_Text to read_.
Motor Mania is a cartoon released by Walt Disney Productions on June 30, 1950. In this madcap motoring animation, Goofy (during his "Everyman" period) transforms into a Mr. Hyde-type split personality, when he gets behind the wheel and provides the lowdown on how to not drive safely.

Plot
The cartoon shows how the character, as the pleasant, friendly, and good-natured "Mr. Walker" who "wouldn't hurt a fly nor step on an ant", undergoes a Jekyll-and-Hyde-like change in personality to the violent "Mr. Wheeler, motorist" when he gets behind the wheel of his yellow car.  As Mr. Walker, pedestrian, he's polite, safe, and good-natured while as Mr. Wheeler; he is very mean, reckless, and predatory. Upon reaching his destination in town (he apparently only wanted to buy a newspaper) and leaving his automobile, he reverts to the mild-mannered Mr. Walker, whereupon he is the victim of other motorists' unsafe (and sometimes even predatory) driving habits.  However, once he returns to his car, he becomes Mr. Wheeler, motorist, again, seeking to impose his own will upon traffic, to the point of blaming the tow truck which hauls him away for his slow pace after his own auto accident, and breaks the fourth wall by telling the narrator, while educating him (and the fourth wall) on safe driving habits with, "Aw, shaddap!"

_Set exercise_. Reproduce the passage of the Motor Mania text between "Motor Mania is" and "not drive safely.", inclusive.

_Named region outline records_.
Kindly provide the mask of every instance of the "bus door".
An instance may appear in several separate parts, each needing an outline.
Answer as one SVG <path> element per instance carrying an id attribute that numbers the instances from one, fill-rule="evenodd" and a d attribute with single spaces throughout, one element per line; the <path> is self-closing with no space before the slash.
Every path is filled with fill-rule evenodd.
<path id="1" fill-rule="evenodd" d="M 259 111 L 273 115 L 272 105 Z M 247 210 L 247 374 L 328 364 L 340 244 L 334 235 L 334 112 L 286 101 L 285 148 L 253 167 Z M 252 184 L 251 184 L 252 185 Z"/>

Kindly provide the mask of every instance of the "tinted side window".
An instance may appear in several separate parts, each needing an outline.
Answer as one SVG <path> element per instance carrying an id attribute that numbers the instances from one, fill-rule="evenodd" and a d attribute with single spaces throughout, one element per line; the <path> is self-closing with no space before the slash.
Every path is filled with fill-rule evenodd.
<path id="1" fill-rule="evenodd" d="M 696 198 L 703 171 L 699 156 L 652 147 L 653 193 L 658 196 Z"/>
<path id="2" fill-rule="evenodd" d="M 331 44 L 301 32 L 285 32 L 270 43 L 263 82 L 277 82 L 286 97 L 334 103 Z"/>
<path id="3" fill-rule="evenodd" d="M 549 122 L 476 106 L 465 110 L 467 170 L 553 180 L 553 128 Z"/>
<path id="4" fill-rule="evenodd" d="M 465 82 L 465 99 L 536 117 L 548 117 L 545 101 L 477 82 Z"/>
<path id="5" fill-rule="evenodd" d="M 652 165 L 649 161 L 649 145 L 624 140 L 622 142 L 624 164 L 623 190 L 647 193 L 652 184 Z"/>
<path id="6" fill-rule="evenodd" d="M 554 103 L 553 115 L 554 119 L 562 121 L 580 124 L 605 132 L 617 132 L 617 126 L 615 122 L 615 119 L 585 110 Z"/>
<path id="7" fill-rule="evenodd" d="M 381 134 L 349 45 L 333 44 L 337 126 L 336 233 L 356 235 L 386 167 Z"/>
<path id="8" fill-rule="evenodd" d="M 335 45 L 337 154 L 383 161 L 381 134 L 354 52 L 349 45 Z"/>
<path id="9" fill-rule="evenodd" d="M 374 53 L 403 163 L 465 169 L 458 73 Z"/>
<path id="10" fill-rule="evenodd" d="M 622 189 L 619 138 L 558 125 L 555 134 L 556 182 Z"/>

_Answer to this exercise_.
Motor Mania is a cartoon released by Walt Disney Productions on June 30, 1950. In this madcap motoring animation, Goofy (during his "Everyman" period) transforms into a Mr. Hyde-type split personality, when he gets behind the wheel and provides the lowdown on how to not drive safely.